* [Given data]:
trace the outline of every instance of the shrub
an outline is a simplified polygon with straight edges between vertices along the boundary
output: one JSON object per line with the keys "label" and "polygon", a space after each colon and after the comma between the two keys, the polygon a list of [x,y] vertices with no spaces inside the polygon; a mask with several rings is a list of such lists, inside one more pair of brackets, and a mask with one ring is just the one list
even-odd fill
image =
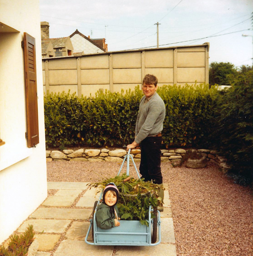
{"label": "shrub", "polygon": [[253,72],[238,74],[217,98],[210,136],[214,147],[227,159],[231,171],[252,178]]}
{"label": "shrub", "polygon": [[112,146],[134,139],[141,91],[106,91],[95,97],[48,93],[44,97],[47,147],[85,144]]}
{"label": "shrub", "polygon": [[0,256],[24,256],[34,240],[35,233],[32,225],[29,225],[23,234],[10,236],[8,247],[0,247]]}
{"label": "shrub", "polygon": [[[162,206],[161,197],[159,197],[160,187],[151,181],[144,181],[144,179],[131,178],[126,174],[112,178],[105,179],[98,182],[90,183],[90,188],[101,186],[104,189],[107,184],[113,182],[120,192],[117,206],[121,220],[139,221],[148,225],[149,206]],[[151,217],[154,216],[151,214]]]}

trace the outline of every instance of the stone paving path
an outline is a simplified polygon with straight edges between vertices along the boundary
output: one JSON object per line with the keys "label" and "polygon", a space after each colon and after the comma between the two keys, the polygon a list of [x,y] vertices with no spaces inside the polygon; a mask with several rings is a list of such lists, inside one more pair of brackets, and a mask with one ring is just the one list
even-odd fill
{"label": "stone paving path", "polygon": [[[167,184],[161,213],[161,243],[154,246],[94,246],[84,241],[96,196],[86,182],[47,183],[48,196],[17,230],[32,224],[39,243],[36,256],[176,256]],[[91,233],[91,232],[90,232]],[[91,240],[91,236],[88,240]]]}

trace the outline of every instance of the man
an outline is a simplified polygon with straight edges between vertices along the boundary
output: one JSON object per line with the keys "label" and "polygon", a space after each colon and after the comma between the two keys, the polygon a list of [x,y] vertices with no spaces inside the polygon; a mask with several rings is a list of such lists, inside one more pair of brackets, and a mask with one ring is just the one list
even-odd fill
{"label": "man", "polygon": [[[156,92],[157,79],[152,75],[146,75],[142,81],[145,96],[140,100],[135,126],[135,138],[127,150],[134,148],[141,142],[140,173],[145,181],[152,180],[163,188],[161,172],[161,151],[163,124],[165,117],[165,105]],[[164,190],[159,196],[163,199]]]}

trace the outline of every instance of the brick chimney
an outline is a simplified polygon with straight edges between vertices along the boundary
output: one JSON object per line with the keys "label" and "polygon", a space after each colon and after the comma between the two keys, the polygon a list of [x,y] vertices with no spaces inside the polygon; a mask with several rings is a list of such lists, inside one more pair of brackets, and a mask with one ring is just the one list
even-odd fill
{"label": "brick chimney", "polygon": [[48,39],[49,38],[49,24],[46,21],[40,22],[40,31],[42,39]]}

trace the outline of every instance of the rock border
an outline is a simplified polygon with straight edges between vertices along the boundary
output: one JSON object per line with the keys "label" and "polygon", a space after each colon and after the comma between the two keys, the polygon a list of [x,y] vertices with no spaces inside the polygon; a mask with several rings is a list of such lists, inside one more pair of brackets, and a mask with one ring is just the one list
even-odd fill
{"label": "rock border", "polygon": [[[197,152],[202,156],[205,156],[208,161],[218,164],[224,172],[226,172],[230,166],[226,164],[226,159],[219,156],[216,150],[201,149]],[[186,153],[183,148],[161,150],[161,161],[163,162],[173,163],[178,161]],[[133,149],[131,154],[135,162],[140,161],[140,149]],[[80,148],[74,151],[72,149],[64,149],[62,152],[59,150],[46,151],[47,162],[53,161],[67,160],[89,161],[90,162],[114,162],[121,163],[127,152],[125,149],[117,148],[110,150],[105,148],[100,149],[85,149]]]}

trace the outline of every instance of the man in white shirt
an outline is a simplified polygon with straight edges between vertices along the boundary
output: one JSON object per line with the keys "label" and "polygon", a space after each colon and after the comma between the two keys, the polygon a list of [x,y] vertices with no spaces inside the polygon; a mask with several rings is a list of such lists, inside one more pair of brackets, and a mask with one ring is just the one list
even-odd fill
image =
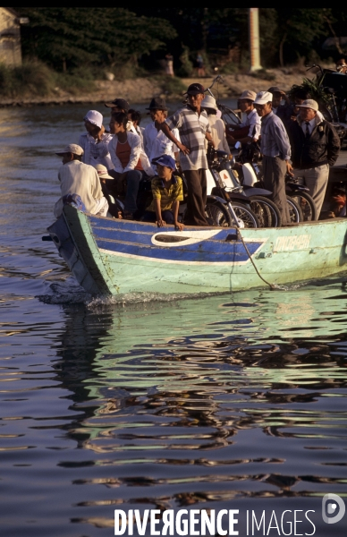
{"label": "man in white shirt", "polygon": [[[236,141],[248,143],[250,141],[258,141],[259,139],[261,122],[260,117],[254,107],[256,97],[257,93],[250,90],[245,90],[240,97],[240,109],[242,114],[246,115],[246,119],[239,125],[233,125],[233,132],[231,132],[229,131],[227,136],[229,143],[234,144]],[[231,128],[231,125],[228,126]],[[240,131],[240,133],[238,131]]]}
{"label": "man in white shirt", "polygon": [[[165,99],[160,97],[152,98],[147,110],[149,110],[150,116],[153,119],[153,123],[147,125],[143,133],[145,151],[149,162],[161,155],[170,155],[177,161],[179,149],[160,129],[160,124],[167,117],[167,107]],[[180,141],[178,129],[174,129],[174,136]]]}
{"label": "man in white shirt", "polygon": [[97,110],[89,110],[84,116],[84,126],[87,132],[80,136],[79,146],[83,149],[82,162],[90,166],[102,164],[106,168],[112,167],[112,160],[106,150],[112,140],[112,134],[105,132],[104,117]]}
{"label": "man in white shirt", "polygon": [[81,162],[82,148],[71,143],[55,154],[63,157],[63,166],[58,171],[62,196],[55,205],[55,217],[59,218],[61,216],[64,198],[69,194],[80,196],[88,212],[106,217],[108,209],[107,200],[103,196],[97,170],[92,166]]}
{"label": "man in white shirt", "polygon": [[[211,127],[211,136],[215,142],[215,149],[225,151],[230,155],[230,148],[225,138],[225,124],[217,117],[218,110],[216,98],[211,95],[207,95],[201,103],[201,107],[204,108],[208,117],[209,126]],[[205,146],[207,149],[207,141],[205,140]]]}

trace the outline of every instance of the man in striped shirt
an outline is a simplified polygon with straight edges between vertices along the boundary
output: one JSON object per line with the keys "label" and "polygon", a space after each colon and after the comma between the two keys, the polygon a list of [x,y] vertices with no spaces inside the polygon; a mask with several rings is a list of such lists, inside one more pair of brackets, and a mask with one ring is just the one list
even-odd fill
{"label": "man in striped shirt", "polygon": [[[201,109],[205,90],[201,84],[190,84],[186,94],[188,104],[161,124],[163,132],[180,149],[180,162],[188,184],[187,214],[188,226],[208,226],[205,215],[207,200],[207,159],[205,138],[213,145],[207,115]],[[181,141],[172,133],[178,129]]]}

* [Objective]: Convert all of the items above into a two-column CSV with the header columns "prompt" and "annotation" and one row per item. Put the item's text in "prompt" and its answer in "annotation", each as a single quoted field with line breaks replaced by spaces, and omit the pictures.

* [Exercise answer]:
prompt,annotation
"trace the outline of every instance of the shrub an outline is a simplified polygon with straight edges between vertices along the boundary output: one JSON object per line with the keys ""label"" and ""polygon"", a space after each colon and after the comma between the two keys, the polygon a list of [x,y] vertices with no spaces inside the polygon; a mask with several rings is a list of such lists, inside one more pair of brackets, and a mask with one ring is just the one list even-odd fill image =","{""label"": ""shrub"", ""polygon"": [[253,72],[238,74],[217,98],[210,136],[214,147],[227,159],[231,171],[252,178]]} {""label"": ""shrub"", ""polygon"": [[112,146],[134,139],[141,91],[106,91],[95,97],[48,93],[44,97],[47,147],[85,144]]} {""label"": ""shrub"", ""polygon"": [[0,256],[24,256],[34,240],[35,233],[32,225],[29,225],[23,234],[10,236],[8,247],[0,247]]} {""label"": ""shrub"", ""polygon"": [[[162,206],[161,197],[159,197],[160,187],[151,181],[144,181],[144,179],[131,178],[126,174],[112,178],[105,179],[98,182],[90,183],[90,188],[101,186],[104,189],[107,184],[113,182],[120,192],[117,206],[121,220],[139,221],[148,225],[149,206]],[[151,217],[154,216],[151,214]]]}"
"trace the outline of every instance of the stone paving path an outline is a simplified polygon with straight edges between vertices along the boundary output: one JSON object per line with the keys ""label"" and ""polygon"", a space after each colon and after the comma between the two keys, the polygon a list of [x,y] vertices with no spaces inside the polygon; a mask with several rings is a list of such lists, inside one more pair of brackets, and a mask with one ring is just the one list even-odd fill","{""label"": ""stone paving path"", ""polygon"": [[[167,184],[161,213],[161,243],[154,246],[94,246],[84,241],[96,196],[86,182],[47,183],[48,196],[17,230],[32,224],[39,243],[36,256],[176,256]],[[91,233],[91,232],[90,232]],[[91,240],[91,236],[88,240]]]}"
"trace the outline of every instance of the man an outline is a simplified polygon with straight edges between vertices along the boundary output: one JSON object per line with the keys ""label"" and ""polygon"", a space after each colon and after the comma between the two keys, the polygon a list of [x,y] vertices with no spaces inside the polygon; a mask with several rings is a list of such lists, inside one more pair of brackets, and a mask with one ring is just the one list even-odd fill","{""label"": ""man"", ""polygon"": [[[156,92],[157,79],[152,75],[146,75],[142,81],[145,96],[140,100],[135,126],[135,138],[127,150],[134,148],[141,142],[140,173],[145,181],[152,180],[163,188],[161,172],[161,151],[163,124],[165,117],[165,105]],[[164,190],[159,196],[163,199]]]}"
"trace the outline of every instance of the brick chimney an outline is a simplified polygon with straight edges between vertices along the boundary output: one JSON object per line with the keys ""label"" and ""polygon"", a space after each colon and after the comma between the two keys, the polygon a list of [x,y] vertices with no spaces inside the polygon; a mask with several rings is a list of such lists, inside one more pair of brackets, and a mask with one ring is just the one list even-odd fill","{""label"": ""brick chimney"", ""polygon"": [[48,39],[49,38],[49,24],[46,21],[40,22],[40,31],[42,39]]}"
"trace the outline of every instance of the rock border an outline is a simplified polygon with straight edges between vertices along the boundary output: one JSON object per line with the keys ""label"" and ""polygon"", a space after each colon and after the comma between the two keys, the polygon a list of [x,y] vertices with no spaces inside the polygon; a mask with several rings is a list of such lists, inside one more pair of brackets, and a mask with one ring is just the one list even-odd fill","{""label"": ""rock border"", ""polygon"": [[[197,152],[202,156],[205,156],[208,161],[218,164],[224,172],[226,172],[230,166],[226,164],[226,159],[219,156],[216,150],[201,149]],[[186,153],[183,148],[161,150],[161,161],[163,162],[173,163],[178,161]],[[133,149],[131,154],[135,162],[140,161],[140,149]],[[80,148],[74,151],[72,149],[64,149],[62,152],[59,150],[46,151],[47,162],[53,161],[67,160],[89,161],[90,162],[114,162],[121,163],[127,152],[125,149],[117,148],[110,150],[105,148],[100,149],[85,149]]]}"
"trace the outline of every instance of the man in white shirt an outline is a simplified polygon with straight edges between vertices along the boundary output: one JSON object per line with the keys ""label"" and ""polygon"", a space after each colon and after the comma between the two keys, the polygon a list of [x,y] vertices with no spaces inside the polygon; a mask with several rings is a list of such lists, inside one more pair of brackets, and a mask with one ring is just the one list even-odd fill image =","{""label"": ""man in white shirt"", ""polygon"": [[[236,141],[248,143],[250,141],[258,141],[259,139],[261,122],[260,117],[254,107],[256,97],[257,93],[250,90],[245,90],[240,97],[240,109],[242,114],[246,115],[246,119],[239,125],[233,125],[233,132],[231,132],[229,131],[227,136],[229,143],[234,144]],[[231,128],[231,125],[228,126]],[[240,131],[240,133],[238,131]]]} {""label"": ""man in white shirt"", ""polygon"": [[[165,99],[160,97],[152,98],[147,110],[149,110],[150,116],[153,119],[153,123],[147,125],[143,133],[145,151],[149,162],[161,155],[170,155],[177,161],[179,149],[160,129],[160,124],[167,117],[167,107]],[[180,141],[178,129],[174,129],[174,136]]]} {""label"": ""man in white shirt"", ""polygon"": [[97,110],[89,110],[84,116],[84,126],[87,132],[80,136],[79,146],[83,149],[82,162],[90,166],[102,164],[106,168],[112,167],[112,160],[106,150],[112,140],[112,134],[105,132],[104,117]]} {""label"": ""man in white shirt"", ""polygon"": [[81,162],[82,148],[71,143],[55,154],[63,157],[63,166],[58,171],[62,196],[55,205],[55,217],[59,218],[61,216],[64,198],[69,194],[80,196],[88,212],[106,217],[108,209],[107,200],[103,196],[97,170],[92,166]]} {""label"": ""man in white shirt"", ""polygon"": [[[211,127],[211,136],[215,142],[215,149],[225,151],[230,155],[230,148],[225,138],[225,124],[217,117],[218,110],[216,98],[211,95],[207,95],[201,103],[201,107],[204,108],[208,117],[209,126]],[[205,146],[207,149],[207,141],[205,140]]]}"
"trace the outline of every instance of the man in striped shirt an outline is a simplified polygon with straight edges between vertices along the boundary output: one JSON object per line with the keys ""label"" and ""polygon"", a space after each colon and after the comma between the two keys, the polygon a list of [x,y] vertices with no spaces inside the polygon; a mask with several rings is a list of such lists, inside one more pair of brackets, and a mask with one ring is just the one list even-odd fill","{""label"": ""man in striped shirt"", ""polygon"": [[[201,109],[205,90],[201,84],[190,84],[186,94],[188,104],[161,124],[163,132],[180,149],[180,162],[188,184],[187,214],[188,226],[208,226],[205,215],[207,200],[207,159],[205,138],[213,145],[207,115]],[[181,141],[172,133],[178,129]]]}"